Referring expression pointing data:
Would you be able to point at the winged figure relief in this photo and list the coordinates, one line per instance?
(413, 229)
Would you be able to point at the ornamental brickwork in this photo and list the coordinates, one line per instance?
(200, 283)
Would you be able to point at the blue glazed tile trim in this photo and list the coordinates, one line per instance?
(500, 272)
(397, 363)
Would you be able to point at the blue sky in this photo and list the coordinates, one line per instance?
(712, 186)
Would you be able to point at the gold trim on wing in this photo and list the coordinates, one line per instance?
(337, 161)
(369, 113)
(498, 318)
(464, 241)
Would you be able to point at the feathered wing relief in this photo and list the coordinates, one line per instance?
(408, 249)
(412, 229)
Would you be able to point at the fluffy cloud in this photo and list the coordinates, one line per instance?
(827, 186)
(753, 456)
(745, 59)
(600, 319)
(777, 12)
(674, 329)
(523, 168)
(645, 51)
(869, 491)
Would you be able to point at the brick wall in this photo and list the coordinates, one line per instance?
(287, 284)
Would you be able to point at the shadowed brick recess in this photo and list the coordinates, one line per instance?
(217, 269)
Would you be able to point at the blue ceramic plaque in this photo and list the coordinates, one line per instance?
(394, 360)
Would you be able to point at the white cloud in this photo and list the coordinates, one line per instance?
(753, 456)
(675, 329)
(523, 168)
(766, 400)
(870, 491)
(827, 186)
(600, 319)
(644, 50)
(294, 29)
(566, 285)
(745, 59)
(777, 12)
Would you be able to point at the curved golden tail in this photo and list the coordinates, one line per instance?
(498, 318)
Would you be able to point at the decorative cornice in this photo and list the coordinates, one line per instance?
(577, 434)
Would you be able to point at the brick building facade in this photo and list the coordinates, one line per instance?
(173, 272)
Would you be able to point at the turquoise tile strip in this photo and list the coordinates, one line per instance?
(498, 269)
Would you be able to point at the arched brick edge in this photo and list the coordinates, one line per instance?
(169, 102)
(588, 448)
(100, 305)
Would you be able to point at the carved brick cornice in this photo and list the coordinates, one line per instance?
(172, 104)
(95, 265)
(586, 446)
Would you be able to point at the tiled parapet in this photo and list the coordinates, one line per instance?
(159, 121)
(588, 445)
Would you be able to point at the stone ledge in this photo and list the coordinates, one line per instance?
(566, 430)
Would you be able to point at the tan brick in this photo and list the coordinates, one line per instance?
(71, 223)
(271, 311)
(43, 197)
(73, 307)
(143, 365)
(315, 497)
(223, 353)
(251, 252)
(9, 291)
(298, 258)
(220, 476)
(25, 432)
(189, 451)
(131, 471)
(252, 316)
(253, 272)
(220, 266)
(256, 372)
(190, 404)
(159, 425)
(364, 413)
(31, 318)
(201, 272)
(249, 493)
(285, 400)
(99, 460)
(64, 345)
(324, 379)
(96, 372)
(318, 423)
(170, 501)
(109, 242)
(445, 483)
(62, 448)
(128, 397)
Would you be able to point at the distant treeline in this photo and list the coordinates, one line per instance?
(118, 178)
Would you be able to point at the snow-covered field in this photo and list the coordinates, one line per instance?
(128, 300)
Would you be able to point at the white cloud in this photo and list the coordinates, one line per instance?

PROMPT
Word for word, print every line above.

THE COMPLETED TASK
Would you be able to point at the winged figure relief in this photo and list the coordinates, one line per instance?
(413, 229)
Would you be able to point at the ornamental brickwork in this photo and list the coordinates, one line per instance?
(200, 283)
Would you be able to point at the blue glazed tile trim in this photo and list the coordinates, one line per instance?
(500, 272)
(397, 363)
Would you be able to point at the blue sky in this photo and list the coordinates, one line per instance?
(712, 186)
Would you be able to point at the gold trim on wing in this photo and list the coordinates, one line per instance?
(337, 161)
(369, 113)
(498, 318)
(464, 241)
Would you be able to point at the feathered wing relief in this photo and list the coordinates, one line per instance?
(408, 249)
(412, 229)
Would you be able to point at the fluffy cloud in this photo and list the coordinates, one line per instance?
(827, 186)
(753, 456)
(745, 59)
(600, 319)
(777, 12)
(674, 329)
(523, 168)
(645, 51)
(869, 491)
Would you be able to point at the brick wall in this photo and list the coordinates, one line per instance?
(287, 284)
Would you be able to point at the shadowed brick recess in this photo and list the coordinates, one line per instance?
(217, 269)
Would you be able to point at the blue ceramic plaque in this photo and list the coordinates, one line per instance?
(394, 360)
Would you be able to point at the white cloud in this photo and list the coordinates, one line per instance?
(753, 456)
(675, 329)
(523, 168)
(766, 400)
(870, 491)
(827, 186)
(600, 319)
(644, 50)
(294, 29)
(566, 285)
(745, 59)
(777, 12)
Would you be able to point at the curved golden tail in this photo and list the coordinates, one line per instance?
(498, 318)
Would you be able to point at the decorative cornice in this photo and list the coordinates, one line per instance?
(577, 434)
Would you be able to point at the brick building facade in this photo and list the coordinates, one line per instance?
(173, 272)
Would you be able to point at the turquoise tile strip in this photo and list the coordinates, one line per instance?
(498, 269)
Would you be able to point at the arched brick edge in this photo and list the coordinates, one line per instance?
(169, 102)
(588, 448)
(100, 305)
Would you be able to point at the carved brick cornice in this photo and list the coordinates, one line per instance?
(172, 104)
(95, 265)
(586, 446)
Would you be able to point at the tiled parapet in this photo and list the coordinates, one line per instance?
(159, 121)
(588, 445)
Would you be able to point at the stone ledge in this photo and list the coordinates, one line per instance?
(566, 430)
Would you be able to point at the tan brick in this photo and list the coordinates, one line per instance?
(71, 223)
(271, 311)
(43, 197)
(73, 307)
(143, 365)
(315, 497)
(223, 353)
(251, 252)
(9, 291)
(298, 258)
(220, 476)
(25, 432)
(189, 451)
(131, 471)
(252, 316)
(253, 272)
(220, 266)
(256, 372)
(190, 404)
(159, 425)
(364, 413)
(31, 318)
(201, 272)
(249, 493)
(285, 400)
(99, 460)
(64, 345)
(324, 379)
(96, 372)
(318, 423)
(170, 501)
(109, 242)
(445, 483)
(62, 448)
(128, 397)
Would you be able to point at the distant treeline in this photo and list the coordinates, one line per instance?
(118, 178)
Would you be able to point at the snow-covered field in this photo and list the coordinates, one line per instance?
(128, 300)
Would you be able to point at the white cloud in this photo and list the coordinates, one line per instance?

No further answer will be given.